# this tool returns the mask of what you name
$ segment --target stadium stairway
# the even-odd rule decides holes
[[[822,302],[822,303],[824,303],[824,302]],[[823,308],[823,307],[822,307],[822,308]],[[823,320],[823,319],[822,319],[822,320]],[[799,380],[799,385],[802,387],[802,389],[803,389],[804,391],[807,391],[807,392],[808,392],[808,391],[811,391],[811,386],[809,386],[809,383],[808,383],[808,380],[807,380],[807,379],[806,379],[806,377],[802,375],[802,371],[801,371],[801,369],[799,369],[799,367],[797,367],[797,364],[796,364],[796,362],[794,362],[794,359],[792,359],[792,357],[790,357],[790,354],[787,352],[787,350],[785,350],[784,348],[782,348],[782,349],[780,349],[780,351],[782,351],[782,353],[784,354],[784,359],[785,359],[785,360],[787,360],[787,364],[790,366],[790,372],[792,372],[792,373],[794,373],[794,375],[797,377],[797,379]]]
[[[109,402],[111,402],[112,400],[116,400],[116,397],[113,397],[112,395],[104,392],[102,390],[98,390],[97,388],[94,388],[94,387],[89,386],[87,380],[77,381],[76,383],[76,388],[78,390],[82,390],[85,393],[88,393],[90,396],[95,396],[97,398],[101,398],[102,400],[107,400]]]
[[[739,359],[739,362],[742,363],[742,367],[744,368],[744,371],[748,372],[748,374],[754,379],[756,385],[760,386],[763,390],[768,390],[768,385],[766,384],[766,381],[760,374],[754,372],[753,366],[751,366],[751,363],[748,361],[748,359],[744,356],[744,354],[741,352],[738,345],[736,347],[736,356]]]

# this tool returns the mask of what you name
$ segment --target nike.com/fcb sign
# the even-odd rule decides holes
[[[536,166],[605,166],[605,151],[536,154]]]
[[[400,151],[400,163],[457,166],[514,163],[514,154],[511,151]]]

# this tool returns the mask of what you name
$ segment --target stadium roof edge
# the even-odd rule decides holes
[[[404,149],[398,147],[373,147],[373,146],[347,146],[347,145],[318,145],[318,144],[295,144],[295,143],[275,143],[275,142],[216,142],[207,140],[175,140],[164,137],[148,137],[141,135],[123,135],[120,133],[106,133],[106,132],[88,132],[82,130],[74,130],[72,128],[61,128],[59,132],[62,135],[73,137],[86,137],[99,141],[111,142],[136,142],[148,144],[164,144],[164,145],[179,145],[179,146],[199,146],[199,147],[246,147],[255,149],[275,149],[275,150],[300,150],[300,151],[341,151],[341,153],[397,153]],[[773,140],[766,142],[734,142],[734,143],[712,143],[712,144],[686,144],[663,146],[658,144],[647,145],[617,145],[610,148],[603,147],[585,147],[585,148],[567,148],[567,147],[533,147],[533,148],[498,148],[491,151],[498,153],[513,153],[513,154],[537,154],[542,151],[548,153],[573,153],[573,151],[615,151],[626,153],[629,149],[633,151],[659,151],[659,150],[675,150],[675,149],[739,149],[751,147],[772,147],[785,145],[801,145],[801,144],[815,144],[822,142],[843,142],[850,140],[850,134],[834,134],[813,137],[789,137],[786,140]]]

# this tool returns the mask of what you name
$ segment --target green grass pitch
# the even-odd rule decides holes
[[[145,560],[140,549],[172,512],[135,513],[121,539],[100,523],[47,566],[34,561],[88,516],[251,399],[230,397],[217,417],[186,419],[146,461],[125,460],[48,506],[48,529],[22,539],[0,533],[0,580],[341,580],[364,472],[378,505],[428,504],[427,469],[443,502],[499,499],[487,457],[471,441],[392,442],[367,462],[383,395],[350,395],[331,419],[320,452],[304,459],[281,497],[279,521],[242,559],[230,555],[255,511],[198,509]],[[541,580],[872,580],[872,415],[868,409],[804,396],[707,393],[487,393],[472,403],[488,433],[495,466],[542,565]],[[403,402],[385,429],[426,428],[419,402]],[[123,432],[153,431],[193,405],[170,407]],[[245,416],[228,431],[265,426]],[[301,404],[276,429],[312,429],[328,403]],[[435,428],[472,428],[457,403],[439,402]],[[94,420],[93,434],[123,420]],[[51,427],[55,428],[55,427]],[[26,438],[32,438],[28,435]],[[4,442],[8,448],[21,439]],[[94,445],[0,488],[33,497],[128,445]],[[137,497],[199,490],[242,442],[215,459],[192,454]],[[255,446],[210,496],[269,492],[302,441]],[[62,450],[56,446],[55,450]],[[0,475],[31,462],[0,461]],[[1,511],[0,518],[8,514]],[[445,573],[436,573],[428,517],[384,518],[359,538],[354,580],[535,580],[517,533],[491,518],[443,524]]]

..............................

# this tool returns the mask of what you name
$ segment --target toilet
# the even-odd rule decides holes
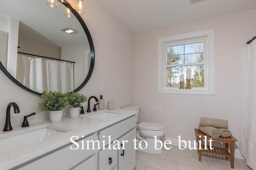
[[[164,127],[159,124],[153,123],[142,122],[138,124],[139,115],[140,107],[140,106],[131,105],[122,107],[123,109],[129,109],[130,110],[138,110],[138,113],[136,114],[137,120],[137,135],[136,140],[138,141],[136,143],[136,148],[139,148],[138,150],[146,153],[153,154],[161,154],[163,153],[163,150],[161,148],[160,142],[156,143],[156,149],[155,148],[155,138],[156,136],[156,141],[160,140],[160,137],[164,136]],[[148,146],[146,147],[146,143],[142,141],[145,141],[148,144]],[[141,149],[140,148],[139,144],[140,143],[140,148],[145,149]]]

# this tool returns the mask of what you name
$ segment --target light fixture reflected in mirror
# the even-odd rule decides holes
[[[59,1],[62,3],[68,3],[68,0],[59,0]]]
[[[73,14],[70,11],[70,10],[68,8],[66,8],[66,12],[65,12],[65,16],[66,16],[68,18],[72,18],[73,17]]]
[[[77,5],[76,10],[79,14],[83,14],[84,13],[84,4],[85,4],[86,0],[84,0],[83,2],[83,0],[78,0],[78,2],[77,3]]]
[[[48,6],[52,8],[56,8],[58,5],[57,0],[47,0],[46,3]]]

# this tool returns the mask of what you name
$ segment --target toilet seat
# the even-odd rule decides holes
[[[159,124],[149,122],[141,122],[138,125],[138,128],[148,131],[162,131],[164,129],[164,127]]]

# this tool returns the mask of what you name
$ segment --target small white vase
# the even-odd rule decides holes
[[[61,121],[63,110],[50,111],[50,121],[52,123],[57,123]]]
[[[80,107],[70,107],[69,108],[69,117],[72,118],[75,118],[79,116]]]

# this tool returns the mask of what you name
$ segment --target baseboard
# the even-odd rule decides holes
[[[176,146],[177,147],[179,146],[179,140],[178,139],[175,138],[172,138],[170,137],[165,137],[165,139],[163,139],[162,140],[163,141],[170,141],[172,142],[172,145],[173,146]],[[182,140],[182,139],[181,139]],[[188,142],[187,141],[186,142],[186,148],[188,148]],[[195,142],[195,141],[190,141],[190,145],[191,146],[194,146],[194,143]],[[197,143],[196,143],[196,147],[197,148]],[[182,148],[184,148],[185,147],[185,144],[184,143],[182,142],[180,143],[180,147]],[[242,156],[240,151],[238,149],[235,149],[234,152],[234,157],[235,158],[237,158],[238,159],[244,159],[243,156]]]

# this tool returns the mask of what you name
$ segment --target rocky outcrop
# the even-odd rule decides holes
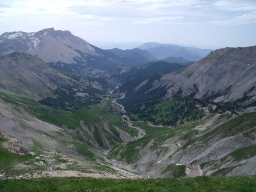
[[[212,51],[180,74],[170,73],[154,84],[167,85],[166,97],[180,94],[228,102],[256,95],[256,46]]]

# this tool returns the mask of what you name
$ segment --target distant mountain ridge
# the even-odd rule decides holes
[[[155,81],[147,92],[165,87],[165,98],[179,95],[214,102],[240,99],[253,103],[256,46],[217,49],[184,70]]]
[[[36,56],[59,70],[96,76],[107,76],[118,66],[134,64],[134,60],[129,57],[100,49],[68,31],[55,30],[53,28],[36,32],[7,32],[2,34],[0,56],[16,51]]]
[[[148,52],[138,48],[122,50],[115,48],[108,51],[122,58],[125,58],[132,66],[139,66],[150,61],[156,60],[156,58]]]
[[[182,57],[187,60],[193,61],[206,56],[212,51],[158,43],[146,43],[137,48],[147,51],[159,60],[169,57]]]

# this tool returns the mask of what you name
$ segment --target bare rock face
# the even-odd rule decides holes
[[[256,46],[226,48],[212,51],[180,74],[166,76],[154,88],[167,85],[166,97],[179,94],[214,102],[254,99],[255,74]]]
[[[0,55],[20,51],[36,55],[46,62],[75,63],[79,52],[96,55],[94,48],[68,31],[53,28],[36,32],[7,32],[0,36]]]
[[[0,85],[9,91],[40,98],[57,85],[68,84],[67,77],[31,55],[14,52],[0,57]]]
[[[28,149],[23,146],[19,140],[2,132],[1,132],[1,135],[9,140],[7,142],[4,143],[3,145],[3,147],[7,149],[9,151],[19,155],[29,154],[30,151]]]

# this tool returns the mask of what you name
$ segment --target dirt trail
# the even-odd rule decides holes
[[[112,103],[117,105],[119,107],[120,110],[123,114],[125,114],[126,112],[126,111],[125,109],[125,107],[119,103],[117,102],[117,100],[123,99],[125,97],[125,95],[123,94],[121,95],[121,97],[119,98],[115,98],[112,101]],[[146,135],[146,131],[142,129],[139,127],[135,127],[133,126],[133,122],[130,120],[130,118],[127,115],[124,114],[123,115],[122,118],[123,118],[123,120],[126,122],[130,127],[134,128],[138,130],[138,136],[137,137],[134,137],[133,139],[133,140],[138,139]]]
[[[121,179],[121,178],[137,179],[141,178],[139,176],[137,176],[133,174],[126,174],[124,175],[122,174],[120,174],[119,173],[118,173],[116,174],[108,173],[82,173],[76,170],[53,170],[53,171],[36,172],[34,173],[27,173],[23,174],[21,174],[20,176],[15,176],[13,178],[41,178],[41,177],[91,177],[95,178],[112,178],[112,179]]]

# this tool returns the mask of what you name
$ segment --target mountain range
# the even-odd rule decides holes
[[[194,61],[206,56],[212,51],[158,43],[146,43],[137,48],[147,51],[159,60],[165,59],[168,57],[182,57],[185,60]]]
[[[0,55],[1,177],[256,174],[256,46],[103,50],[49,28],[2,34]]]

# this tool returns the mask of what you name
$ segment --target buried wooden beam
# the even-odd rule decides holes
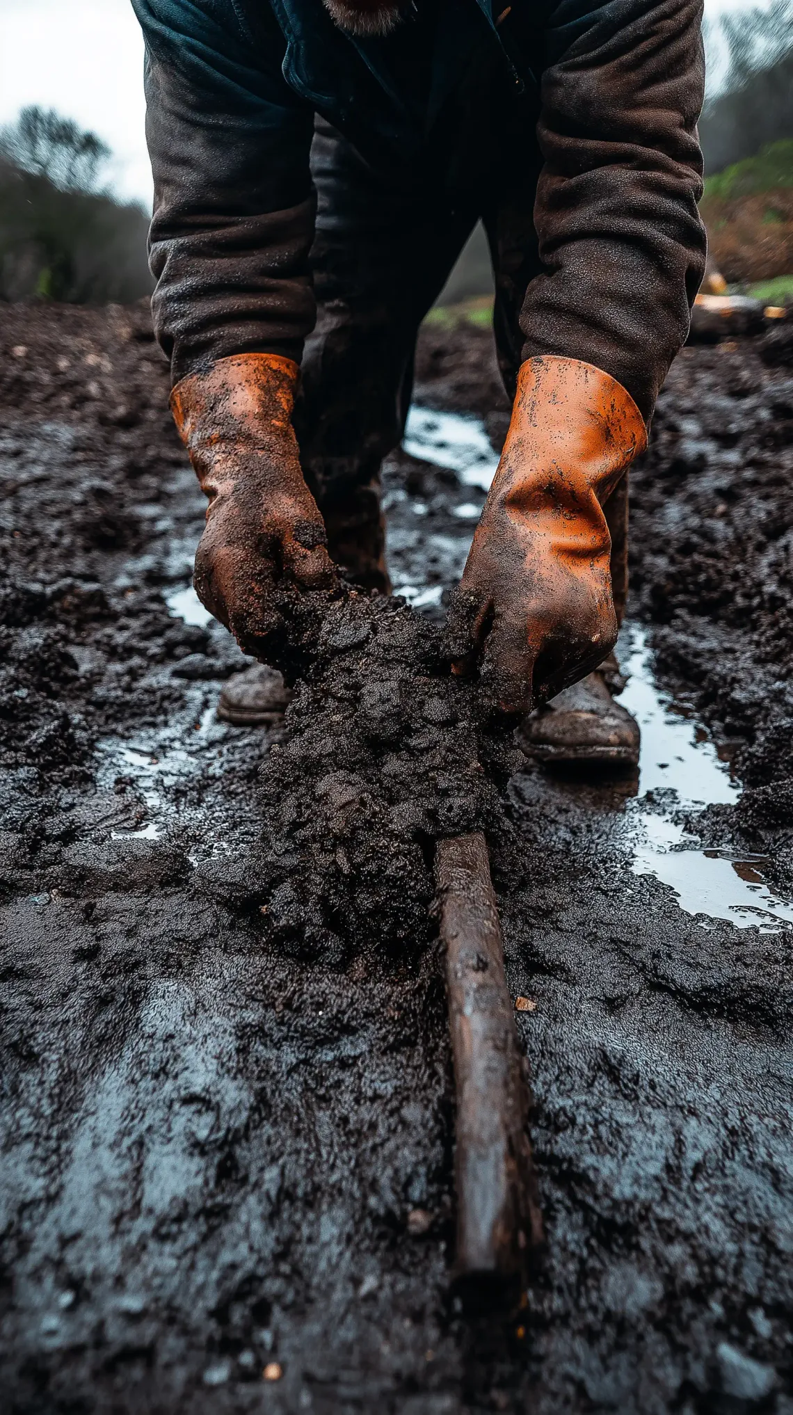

..............................

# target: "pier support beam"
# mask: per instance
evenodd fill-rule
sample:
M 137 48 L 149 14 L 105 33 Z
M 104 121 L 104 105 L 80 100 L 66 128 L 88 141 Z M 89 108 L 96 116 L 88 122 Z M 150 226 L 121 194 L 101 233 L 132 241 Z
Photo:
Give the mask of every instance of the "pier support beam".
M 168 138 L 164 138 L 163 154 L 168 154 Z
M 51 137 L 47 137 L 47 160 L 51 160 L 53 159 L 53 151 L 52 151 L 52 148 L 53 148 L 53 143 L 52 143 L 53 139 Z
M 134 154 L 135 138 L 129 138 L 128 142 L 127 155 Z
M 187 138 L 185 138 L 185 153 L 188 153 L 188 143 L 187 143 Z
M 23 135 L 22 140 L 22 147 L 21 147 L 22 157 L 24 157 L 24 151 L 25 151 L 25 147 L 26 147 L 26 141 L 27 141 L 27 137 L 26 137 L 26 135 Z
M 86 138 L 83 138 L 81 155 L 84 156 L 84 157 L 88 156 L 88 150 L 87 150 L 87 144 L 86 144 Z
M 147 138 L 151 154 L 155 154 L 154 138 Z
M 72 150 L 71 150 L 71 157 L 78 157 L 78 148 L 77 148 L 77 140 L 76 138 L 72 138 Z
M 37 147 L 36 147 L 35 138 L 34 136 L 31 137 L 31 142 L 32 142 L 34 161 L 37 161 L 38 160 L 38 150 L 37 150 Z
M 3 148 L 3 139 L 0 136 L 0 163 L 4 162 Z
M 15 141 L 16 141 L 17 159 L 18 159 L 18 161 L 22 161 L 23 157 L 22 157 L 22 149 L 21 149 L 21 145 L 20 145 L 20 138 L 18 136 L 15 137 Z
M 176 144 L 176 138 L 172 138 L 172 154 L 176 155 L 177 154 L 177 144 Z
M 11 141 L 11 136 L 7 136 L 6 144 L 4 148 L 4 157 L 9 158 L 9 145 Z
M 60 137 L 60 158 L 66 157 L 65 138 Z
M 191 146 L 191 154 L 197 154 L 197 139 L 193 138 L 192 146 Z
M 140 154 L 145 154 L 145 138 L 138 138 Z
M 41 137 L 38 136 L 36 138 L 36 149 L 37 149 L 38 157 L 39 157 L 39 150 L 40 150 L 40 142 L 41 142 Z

..............................

From the records above, pull out every line that contains the string "beam".

» **Final result**
$ segment --target buried wooden beam
# target: "pier support beam"
Give the mask of every instance of the "pier support beam".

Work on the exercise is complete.